Big sound, tiny speaker – Innovative modeling approach for micro loudspeakers
The Internet of Things and especially the Internet of Voice require energy-efficient and high-quality audio devices. In-ear headphones are a particular challenge in this regard. These battery-powered miniature devices are expected to cover an ever-increasing range of functions. An innovative loudspeaker technology developed by the Fraunhofer Institute for Photonic Microsystems IPMS represents an important development push due to its small size and high energy efficiency. New research results enabling order-reduced modeling have now been presented in the Nature Journal Microsystems & Nanoengineering.
The loudspeaker technology developed by Fraunhofer IPMS, with its silicon-based sound transducer principle, which no longer has a conventional membrane, is a novelty. Instead, the membrane has been cut into strips which are combined in a silicon chip in the form of a large number of bending bars – similar to the strings of a harp. With their integrated electrostatic drive, the bending bars, which are which are not wider than the fraction of a hair, form a completely new class of bending actuators. When an audio signal voltage is applied, they are excited to oscillate and generate audible sound waves. By integrating all components directly in the silicon chip, these sound generators are much smaller and more energy-efficient than conventional loudspeakers. This new type of extremely small micro-speaker now offers the space to integrate a wide range of additional functionalities into future in-ear headphones. For example, they allow smart hearable applications such as instant translation, payment functions and other Internet services – all voice-controlled and without looking at the smartphone. These multi-talents could even take over complete Internet communication in the future.

## YOUR TASK
Can you pick up the article on micro loudspeakers after its last sentence and keep writing?

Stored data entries
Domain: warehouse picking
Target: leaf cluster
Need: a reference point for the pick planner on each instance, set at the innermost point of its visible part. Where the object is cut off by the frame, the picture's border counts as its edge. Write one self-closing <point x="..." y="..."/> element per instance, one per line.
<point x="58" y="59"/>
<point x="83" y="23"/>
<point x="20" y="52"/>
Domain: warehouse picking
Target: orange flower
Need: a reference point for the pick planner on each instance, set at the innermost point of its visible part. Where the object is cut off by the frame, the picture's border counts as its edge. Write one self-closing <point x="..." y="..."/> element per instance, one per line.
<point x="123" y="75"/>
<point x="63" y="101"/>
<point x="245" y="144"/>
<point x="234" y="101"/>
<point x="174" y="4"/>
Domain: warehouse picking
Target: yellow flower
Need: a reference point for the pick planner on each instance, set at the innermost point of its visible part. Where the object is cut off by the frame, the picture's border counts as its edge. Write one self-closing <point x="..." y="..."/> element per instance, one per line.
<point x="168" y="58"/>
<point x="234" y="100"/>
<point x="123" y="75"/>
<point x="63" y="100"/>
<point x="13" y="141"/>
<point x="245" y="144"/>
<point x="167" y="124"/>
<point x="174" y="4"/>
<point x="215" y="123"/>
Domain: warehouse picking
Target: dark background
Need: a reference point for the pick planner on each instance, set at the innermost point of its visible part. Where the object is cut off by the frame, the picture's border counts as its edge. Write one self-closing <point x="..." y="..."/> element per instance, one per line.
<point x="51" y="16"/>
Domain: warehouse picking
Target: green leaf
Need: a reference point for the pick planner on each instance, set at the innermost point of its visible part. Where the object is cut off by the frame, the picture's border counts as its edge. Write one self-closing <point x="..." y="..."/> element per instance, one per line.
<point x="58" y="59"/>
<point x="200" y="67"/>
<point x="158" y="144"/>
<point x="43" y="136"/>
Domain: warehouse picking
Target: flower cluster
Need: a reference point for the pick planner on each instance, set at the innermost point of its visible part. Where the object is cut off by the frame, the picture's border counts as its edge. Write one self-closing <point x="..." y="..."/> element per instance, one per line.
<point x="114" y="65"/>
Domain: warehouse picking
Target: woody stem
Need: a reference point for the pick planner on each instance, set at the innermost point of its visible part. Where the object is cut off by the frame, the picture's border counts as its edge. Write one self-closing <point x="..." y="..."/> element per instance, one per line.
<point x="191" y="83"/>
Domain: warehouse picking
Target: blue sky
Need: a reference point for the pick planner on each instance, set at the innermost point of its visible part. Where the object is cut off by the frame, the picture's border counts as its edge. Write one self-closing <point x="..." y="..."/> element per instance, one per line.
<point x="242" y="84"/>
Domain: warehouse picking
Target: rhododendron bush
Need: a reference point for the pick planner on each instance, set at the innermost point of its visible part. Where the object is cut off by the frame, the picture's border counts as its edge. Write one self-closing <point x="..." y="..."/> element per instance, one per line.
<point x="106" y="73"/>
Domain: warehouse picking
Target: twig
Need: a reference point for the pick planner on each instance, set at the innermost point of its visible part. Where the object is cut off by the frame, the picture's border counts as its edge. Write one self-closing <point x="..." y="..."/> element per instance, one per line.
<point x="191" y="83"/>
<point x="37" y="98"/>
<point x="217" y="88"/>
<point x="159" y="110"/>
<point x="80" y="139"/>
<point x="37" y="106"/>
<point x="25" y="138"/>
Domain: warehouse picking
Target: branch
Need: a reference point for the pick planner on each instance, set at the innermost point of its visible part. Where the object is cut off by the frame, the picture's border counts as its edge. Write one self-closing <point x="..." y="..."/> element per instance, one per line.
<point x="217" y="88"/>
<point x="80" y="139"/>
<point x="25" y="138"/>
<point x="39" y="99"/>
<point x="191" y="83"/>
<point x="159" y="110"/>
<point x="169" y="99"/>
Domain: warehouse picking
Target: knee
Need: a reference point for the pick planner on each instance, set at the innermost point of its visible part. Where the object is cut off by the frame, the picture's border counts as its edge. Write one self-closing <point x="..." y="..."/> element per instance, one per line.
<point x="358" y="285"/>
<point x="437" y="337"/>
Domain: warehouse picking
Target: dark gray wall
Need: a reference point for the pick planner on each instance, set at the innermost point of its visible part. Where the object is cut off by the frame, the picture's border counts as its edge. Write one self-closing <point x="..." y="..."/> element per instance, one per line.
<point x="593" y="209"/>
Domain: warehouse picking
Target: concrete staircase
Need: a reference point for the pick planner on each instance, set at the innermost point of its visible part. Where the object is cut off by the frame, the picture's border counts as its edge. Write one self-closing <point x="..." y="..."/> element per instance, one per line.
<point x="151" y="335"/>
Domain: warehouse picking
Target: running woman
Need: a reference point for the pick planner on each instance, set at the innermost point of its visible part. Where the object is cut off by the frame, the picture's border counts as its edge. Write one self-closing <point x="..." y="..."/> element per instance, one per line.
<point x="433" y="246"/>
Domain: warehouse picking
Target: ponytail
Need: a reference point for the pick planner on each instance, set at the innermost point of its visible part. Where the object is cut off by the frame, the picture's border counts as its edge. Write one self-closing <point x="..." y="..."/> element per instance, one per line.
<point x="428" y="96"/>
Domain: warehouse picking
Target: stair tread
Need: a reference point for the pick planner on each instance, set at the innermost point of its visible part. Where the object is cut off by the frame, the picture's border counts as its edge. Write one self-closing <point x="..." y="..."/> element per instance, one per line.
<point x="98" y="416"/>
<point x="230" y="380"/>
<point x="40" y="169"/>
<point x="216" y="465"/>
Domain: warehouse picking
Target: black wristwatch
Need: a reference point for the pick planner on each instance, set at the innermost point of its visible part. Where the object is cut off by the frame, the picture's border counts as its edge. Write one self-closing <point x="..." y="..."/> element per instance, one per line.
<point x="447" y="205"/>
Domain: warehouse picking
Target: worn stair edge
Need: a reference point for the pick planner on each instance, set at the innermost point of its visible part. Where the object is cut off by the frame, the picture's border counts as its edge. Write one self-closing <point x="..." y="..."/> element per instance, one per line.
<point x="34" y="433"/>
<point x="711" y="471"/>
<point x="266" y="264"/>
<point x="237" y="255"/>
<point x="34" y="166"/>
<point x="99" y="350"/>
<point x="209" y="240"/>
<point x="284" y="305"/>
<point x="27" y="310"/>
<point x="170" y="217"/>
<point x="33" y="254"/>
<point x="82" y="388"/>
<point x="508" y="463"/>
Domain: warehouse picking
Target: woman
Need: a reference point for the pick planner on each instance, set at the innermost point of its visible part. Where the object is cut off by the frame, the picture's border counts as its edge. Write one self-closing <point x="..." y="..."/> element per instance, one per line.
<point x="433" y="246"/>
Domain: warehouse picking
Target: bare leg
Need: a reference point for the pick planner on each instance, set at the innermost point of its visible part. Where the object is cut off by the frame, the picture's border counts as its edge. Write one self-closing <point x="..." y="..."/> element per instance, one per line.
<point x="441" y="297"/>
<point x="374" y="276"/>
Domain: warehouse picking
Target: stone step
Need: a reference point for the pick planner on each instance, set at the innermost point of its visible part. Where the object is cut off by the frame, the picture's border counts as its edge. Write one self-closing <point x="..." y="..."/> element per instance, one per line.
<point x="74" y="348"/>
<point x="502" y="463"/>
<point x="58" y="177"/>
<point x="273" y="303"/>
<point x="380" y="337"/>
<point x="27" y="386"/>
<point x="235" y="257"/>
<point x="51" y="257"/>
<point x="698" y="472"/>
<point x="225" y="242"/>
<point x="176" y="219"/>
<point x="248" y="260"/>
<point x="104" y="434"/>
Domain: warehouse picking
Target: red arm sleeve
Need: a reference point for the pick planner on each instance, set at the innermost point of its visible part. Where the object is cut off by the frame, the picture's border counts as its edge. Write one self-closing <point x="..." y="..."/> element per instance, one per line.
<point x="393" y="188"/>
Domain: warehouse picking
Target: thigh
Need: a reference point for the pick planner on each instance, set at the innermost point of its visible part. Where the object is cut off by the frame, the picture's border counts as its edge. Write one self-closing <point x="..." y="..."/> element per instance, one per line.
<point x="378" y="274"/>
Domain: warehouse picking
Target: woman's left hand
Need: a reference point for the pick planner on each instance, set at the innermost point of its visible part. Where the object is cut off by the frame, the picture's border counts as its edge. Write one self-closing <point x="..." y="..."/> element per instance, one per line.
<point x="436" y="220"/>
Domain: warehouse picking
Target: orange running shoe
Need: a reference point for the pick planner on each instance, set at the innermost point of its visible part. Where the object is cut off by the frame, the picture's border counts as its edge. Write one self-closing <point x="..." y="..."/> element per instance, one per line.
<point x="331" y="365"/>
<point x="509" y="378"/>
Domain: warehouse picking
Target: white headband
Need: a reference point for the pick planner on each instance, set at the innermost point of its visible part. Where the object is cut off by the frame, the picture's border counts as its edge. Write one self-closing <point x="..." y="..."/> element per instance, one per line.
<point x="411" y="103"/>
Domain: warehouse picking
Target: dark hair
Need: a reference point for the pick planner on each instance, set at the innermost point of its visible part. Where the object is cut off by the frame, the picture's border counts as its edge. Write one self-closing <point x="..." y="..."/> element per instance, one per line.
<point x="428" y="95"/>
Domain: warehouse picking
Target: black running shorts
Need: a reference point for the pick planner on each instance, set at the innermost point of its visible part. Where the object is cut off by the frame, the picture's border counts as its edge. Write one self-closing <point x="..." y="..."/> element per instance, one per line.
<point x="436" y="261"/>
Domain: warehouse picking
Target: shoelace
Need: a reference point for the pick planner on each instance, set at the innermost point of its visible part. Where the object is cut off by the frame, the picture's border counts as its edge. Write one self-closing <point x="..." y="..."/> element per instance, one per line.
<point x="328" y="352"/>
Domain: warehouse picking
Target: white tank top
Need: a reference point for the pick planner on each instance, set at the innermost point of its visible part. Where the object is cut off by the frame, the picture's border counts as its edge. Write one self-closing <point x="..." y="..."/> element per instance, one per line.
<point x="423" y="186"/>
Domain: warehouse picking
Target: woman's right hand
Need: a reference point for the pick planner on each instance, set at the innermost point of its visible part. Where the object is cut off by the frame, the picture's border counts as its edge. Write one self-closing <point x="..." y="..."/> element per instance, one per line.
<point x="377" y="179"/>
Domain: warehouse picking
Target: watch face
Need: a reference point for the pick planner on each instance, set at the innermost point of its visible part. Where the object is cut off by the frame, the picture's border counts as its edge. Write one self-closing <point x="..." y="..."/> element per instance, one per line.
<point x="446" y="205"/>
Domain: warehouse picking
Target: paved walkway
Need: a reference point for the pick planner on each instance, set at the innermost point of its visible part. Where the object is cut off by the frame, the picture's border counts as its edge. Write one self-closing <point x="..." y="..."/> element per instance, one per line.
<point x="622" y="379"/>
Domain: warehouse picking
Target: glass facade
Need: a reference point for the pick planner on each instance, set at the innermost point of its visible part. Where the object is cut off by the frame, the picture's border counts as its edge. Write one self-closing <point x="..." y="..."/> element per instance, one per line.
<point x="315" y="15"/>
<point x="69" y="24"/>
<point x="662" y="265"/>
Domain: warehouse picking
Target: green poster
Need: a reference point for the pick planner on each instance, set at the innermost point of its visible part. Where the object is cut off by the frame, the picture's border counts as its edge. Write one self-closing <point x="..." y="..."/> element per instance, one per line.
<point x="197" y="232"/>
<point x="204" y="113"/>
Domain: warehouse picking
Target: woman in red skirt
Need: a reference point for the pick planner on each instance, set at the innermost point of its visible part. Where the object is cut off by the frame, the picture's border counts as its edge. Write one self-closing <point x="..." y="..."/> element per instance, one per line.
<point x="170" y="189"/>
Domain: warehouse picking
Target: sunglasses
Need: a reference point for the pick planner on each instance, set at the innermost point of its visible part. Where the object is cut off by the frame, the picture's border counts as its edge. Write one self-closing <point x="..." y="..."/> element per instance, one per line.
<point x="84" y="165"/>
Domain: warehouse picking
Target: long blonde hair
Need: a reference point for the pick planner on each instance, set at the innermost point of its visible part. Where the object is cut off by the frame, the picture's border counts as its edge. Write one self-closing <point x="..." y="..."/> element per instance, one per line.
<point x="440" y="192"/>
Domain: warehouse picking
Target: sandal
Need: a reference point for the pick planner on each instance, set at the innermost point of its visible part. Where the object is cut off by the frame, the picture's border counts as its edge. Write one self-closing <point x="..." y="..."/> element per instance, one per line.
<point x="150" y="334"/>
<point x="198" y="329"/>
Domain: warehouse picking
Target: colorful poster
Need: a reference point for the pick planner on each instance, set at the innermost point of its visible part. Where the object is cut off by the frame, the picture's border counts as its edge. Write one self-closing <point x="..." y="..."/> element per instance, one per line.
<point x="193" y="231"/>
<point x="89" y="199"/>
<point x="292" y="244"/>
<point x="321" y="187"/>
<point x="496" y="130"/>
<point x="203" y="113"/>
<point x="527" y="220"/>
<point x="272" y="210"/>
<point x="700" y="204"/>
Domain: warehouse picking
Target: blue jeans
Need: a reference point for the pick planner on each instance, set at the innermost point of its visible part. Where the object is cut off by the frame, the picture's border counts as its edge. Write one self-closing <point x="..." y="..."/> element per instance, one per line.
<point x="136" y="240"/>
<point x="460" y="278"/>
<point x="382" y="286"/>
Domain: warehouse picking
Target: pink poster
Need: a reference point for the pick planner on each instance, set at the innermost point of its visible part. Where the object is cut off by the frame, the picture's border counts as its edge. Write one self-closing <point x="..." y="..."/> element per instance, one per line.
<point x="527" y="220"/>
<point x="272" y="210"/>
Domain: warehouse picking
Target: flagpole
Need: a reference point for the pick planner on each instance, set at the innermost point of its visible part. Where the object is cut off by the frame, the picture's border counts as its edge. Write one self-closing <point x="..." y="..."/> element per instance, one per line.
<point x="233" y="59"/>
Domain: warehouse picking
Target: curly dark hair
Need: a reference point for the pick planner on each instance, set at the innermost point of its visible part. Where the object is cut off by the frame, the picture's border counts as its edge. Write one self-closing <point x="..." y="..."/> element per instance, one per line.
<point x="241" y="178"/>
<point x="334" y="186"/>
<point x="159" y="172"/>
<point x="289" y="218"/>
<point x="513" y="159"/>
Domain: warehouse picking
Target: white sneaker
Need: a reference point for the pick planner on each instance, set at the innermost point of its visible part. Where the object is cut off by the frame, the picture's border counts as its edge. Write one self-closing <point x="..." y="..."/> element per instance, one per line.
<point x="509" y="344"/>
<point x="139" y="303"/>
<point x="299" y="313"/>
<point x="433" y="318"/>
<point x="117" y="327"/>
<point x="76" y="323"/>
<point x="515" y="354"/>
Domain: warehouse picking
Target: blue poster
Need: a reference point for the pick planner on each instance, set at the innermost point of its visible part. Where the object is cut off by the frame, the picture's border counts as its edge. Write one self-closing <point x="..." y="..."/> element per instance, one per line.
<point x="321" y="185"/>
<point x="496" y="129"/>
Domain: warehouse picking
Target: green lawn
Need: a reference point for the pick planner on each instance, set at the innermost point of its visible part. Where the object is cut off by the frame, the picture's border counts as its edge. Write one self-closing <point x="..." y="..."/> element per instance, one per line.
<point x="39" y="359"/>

## EXERCISE RESULT
New research results on order-reduced modeling.
In the course of further development and research of this innovative speaker technology by Fraunhofer IPMS, another paper has now been published, which appeared in the Nature Journal Microsystems & Nanoengineering. Electrostatic deflected microbeams are widely used in the world of micro-electro-mechanical systems (MEMS) and have a high priority given current technological trends. In particular, the development of complex systems with many individual MEMS components relies on the existence of reliable reduced-order models. In this context, reduced-order models can describe the location dependence of the deflection of a beam with a single degree of freedom, which greatly simplifies the solution of the associated equations, or often makes it possible in the first place. However, the behavior of microbeams is highly nonlinear, which makes deriving such models challenging, as many such degrees of freedom are needed to achieve reasonable accuracy. „In this paper, an important step has been taken for the further development of reduced-order models of electrostatically deflected microbeams by numerically and experimentally investigating the modal contribution of Euler-Bernoulli modes to the static deflection,“ reports Anton Melnikov, a scientist at Fraunhofer IPMS and first author of the paper. „It turns out that in the parameter range commonly used for MEMS, the zero mode over the entire stroke of the beam contains all the important information to represent the overall behavior with high precession,“ he continues. These findings, obtained as part of a project funded by the Fraunhofer Future Foundation, allow the creation of reduced-order models based on projection onto the Euler-Bernoulli zero mode, which enables accurate mapping of microbars over a single degree of freedom.
Spin-off Arioso Systems GmbH
Arioso Systems GmbH, which was spun off from Fraunhofer IPMS in 2019, is responsible for marketing these innovative research results. Its business purpose is the exclusive exploitation of such loudspeakers based on silicon microsystems. The fact that the partnership between the spin-off Arioso Systems GmbH and the Fraunhofer IPMS is on the road to success was also made visible in 2020 by the acquisition of further joint funding projects. The exploitation potential of the novel micro loudspeakers is currently being evaluated in talks with interested industrial customers. At the same time, the team is already working on patenting and implementing further ideas that will turn the initial idea of a new loudspeaker concept into a sustainable innovation impulse.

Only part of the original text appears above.